# INFORMATION PROVIDED

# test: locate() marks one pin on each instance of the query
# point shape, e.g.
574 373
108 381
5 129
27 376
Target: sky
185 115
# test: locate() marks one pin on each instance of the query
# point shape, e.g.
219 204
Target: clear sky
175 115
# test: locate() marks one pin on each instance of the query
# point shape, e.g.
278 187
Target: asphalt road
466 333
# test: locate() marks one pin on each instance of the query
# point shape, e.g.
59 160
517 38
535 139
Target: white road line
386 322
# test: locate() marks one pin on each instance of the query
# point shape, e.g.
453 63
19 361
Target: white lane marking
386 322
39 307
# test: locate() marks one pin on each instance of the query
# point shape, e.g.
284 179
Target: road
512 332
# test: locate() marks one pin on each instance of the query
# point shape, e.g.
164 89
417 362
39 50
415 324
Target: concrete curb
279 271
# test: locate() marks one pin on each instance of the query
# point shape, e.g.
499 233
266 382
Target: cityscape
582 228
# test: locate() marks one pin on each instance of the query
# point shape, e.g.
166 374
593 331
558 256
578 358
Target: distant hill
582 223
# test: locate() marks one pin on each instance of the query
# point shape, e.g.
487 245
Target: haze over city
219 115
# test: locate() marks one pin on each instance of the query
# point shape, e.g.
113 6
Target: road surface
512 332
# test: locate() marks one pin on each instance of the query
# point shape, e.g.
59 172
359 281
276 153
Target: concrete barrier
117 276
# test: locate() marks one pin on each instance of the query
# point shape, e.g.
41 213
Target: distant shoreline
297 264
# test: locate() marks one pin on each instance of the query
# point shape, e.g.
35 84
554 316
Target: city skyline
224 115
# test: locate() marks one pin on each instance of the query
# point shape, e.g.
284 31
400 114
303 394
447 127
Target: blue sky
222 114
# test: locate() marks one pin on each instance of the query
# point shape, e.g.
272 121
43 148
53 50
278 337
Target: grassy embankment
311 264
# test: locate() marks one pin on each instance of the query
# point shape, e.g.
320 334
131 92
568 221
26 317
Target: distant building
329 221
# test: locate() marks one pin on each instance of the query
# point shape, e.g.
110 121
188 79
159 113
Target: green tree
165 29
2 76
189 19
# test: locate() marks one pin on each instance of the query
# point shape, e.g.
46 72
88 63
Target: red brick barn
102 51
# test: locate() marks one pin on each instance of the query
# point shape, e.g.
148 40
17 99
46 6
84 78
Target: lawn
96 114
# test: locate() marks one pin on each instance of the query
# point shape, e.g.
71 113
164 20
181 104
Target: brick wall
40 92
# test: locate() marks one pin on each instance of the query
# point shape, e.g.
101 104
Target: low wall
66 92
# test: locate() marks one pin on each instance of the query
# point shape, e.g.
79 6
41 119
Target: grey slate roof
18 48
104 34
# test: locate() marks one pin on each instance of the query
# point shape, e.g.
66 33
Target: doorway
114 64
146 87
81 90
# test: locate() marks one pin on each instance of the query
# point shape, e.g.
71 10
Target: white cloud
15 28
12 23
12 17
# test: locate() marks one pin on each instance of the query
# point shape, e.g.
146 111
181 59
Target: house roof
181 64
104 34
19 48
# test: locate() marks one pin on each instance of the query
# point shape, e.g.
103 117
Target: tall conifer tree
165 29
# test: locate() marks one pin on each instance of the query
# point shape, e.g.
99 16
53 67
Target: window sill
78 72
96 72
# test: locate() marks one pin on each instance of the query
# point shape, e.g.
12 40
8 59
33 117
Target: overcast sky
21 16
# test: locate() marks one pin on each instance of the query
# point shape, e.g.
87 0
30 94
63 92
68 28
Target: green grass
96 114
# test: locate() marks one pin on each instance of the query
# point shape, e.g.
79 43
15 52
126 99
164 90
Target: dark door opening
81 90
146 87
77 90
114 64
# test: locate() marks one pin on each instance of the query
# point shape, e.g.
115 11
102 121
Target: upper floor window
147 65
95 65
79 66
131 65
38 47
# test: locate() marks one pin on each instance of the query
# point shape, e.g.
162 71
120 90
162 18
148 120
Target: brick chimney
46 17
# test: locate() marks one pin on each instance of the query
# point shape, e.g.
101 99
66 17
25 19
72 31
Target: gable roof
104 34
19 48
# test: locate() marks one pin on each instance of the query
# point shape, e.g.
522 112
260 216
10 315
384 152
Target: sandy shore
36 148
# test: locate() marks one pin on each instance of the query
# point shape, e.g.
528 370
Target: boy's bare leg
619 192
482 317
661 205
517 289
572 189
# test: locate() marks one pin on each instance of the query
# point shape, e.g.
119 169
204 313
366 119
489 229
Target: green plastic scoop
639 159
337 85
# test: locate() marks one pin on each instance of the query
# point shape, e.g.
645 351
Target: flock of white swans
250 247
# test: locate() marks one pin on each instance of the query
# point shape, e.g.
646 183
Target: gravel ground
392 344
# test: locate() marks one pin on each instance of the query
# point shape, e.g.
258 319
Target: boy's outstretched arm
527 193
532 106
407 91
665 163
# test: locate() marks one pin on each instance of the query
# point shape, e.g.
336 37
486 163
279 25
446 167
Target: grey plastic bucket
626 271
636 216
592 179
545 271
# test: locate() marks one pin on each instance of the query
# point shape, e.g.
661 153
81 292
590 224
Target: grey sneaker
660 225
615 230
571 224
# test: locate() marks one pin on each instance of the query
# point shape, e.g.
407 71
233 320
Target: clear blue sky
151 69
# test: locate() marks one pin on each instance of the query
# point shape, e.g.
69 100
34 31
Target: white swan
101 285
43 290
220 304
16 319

# SET EXERCISE
Copy every record above exactly as it appears.

# RESPONSE TO THIS EXERCISE
# test: locate() marks one pin on each instance of the query
# point shape, e.g.
574 373
108 381
5 129
27 376
Target: sky
185 115
# test: locate() marks one pin on each instance of the query
# point shape, e.g.
219 204
Target: clear sky
175 115
# test: locate() marks one pin on each instance of the query
# point shape, e.g.
278 187
Target: asphalt road
466 333
# test: locate() marks one pin on each instance of the query
# point shape, e.g.
59 160
517 38
535 139
Target: white road line
386 322
# test: locate() marks one pin on each instance of the query
# point shape, e.g.
453 63
19 361
Target: white lane marking
386 322
39 307
# test: locate() marks one pin on each instance of the query
# point shape, e.g.
284 179
Target: road
512 332
# test: locate() marks one pin on each instance of the query
# point shape, e.g.
164 89
417 362
39 50
415 324
Target: concrete curb
279 271
# test: locate() marks one pin on each instance of the query
# point shape, e.g.
499 233
266 382
Target: cityscape
582 228
# test: locate() marks one pin on each instance of the query
# point shape, e.g.
166 374
593 331
558 256
578 358
Target: distant hill
582 223
# test: locate() marks one pin on each instance of the query
# point shape, e.g.
487 245
Target: haze over city
219 115
# test: locate() marks one pin on each instance of the query
# point shape, e.g.
113 6
Target: road surface
512 332
# test: locate() marks one pin on each instance of the query
# point shape, e.g.
59 172
359 281
276 153
Target: concrete barrier
117 276
# test: locate() marks one pin on each instance of the query
# point shape, e.g.
41 213
Target: distant shoreline
297 264
# test: locate() marks one pin on each instance of the query
# point shape, e.g.
35 84
554 316
Target: city skyline
224 115
# test: locate() marks one pin on each instance of the query
# point shape, e.g.
284 31
400 114
303 394
447 127
Target: blue sky
222 114
# test: locate() marks one pin on each instance of the query
# point shape, e.g.
272 121
43 148
53 50
278 337
Target: grassy embankment
311 264
# test: locate() marks one pin on each instance of the query
# point shape, e.g.
320 334
131 92
568 221
26 317
Target: distant building
329 221
# test: locate() marks one pin on each instance of the query
# point shape, e.g.
110 121
188 79
159 113
Target: green tree
165 29
2 76
189 19
# test: locate() marks one pin on each instance of the query
# point shape, e.g.
46 72
88 63
Target: red brick barn
102 51
# test: locate() marks one pin on each instance of the query
# point shape, e.g.
148 40
17 99
46 6
84 78
Target: lawn
96 114
# test: locate() marks one pin on each instance of the query
# point shape, e.g.
71 113
164 20
181 104
Target: brick wall
40 92
# test: locate() marks one pin on each instance of the query
# point shape, e.g.
101 104
Target: low wall
66 92
# test: locate() marks one pin on each instance of the query
# point shape, e.g.
79 6
41 119
Target: grey slate roof
18 48
104 34
# test: locate() marks one pin on each instance of the query
# point shape, e.g.
66 33
Target: doorway
114 64
146 87
81 90
# test: locate() marks one pin on each instance of the query
# point shape, e.g.
71 10
Target: white cloud
15 28
12 23
12 17
# test: locate() marks one pin on each instance of the query
# point shape, e.g.
146 111
181 59
Target: house roof
181 64
104 34
19 48
# test: locate() marks one pin on each instance of the query
# point shape, e.g.
103 117
Target: tall conifer tree
165 29
# test: locate() marks one pin on each instance of the query
# point shape, e.g.
99 16
53 67
Target: window sill
78 72
96 72
# test: locate() marks one pin on each instance of the query
# point shape, e.g.
12 40
8 59
33 117
Target: overcast sky
21 16
# test: locate() marks one pin on each instance of the query
# point shape, e.g.
87 0
30 94
63 92
68 28
Target: green grass
96 114
# test: locate() marks one pin on each instance of the query
# point shape, e.g.
79 43
15 52
126 99
164 90
Target: dark door opening
81 90
146 87
77 90
114 64
# test: locate() marks one pin on each instance of the query
# point shape, e.g.
115 11
102 121
Target: upper floor window
147 65
95 65
79 66
131 65
38 47
# test: locate() marks one pin on each instance of the query
# point shape, e.g.
162 71
120 90
162 18
148 120
Target: brick chimney
46 17
# test: locate() marks one pin on each instance of the query
# point shape, e.g.
101 99
66 17
25 19
72 31
Target: gable roof
104 34
19 48
# test: locate() marks one pin on each instance of the query
# point shape, e.g.
522 112
260 216
10 315
384 152
Target: sandy shore
36 148
# test: locate() marks one pin on each instance of the query
# point shape, e.g.
528 370
Target: boy's bare leg
619 192
482 317
661 205
517 289
572 189
# test: locate() marks one pin on each instance of the query
# point shape, e.g.
119 169
204 313
366 119
489 229
Target: green plastic scoop
639 159
337 85
# test: locate() marks one pin on each instance of the query
# point shape, e.g.
645 351
Target: flock of white swans
250 247
# test: locate() marks one pin on each instance of the query
# point shape, e.g.
646 183
Target: gravel ground
392 344
# test: locate() marks one pin on each instance of the query
# point shape, e.g.
258 319
Target: boy's outstretched arm
527 193
532 106
407 91
665 163
# test: locate() marks one pin on each instance of the query
# point shape, e.g.
336 37
486 163
279 25
446 167
Target: grey plastic bucket
626 271
636 216
592 179
545 271
# test: locate() marks one pin on each instance of the query
# point shape, e.g.
661 153
81 292
590 224
Target: grey sneaker
660 225
615 230
571 224
# test: locate() marks one pin on each instance of the query
# point shape, e.g.
407 71
233 320
Target: clear blue sky
151 69
# test: locate() marks one pin on each instance of the query
# point shape, e.g.
69 100
34 31
Target: white swan
101 285
43 290
220 304
16 319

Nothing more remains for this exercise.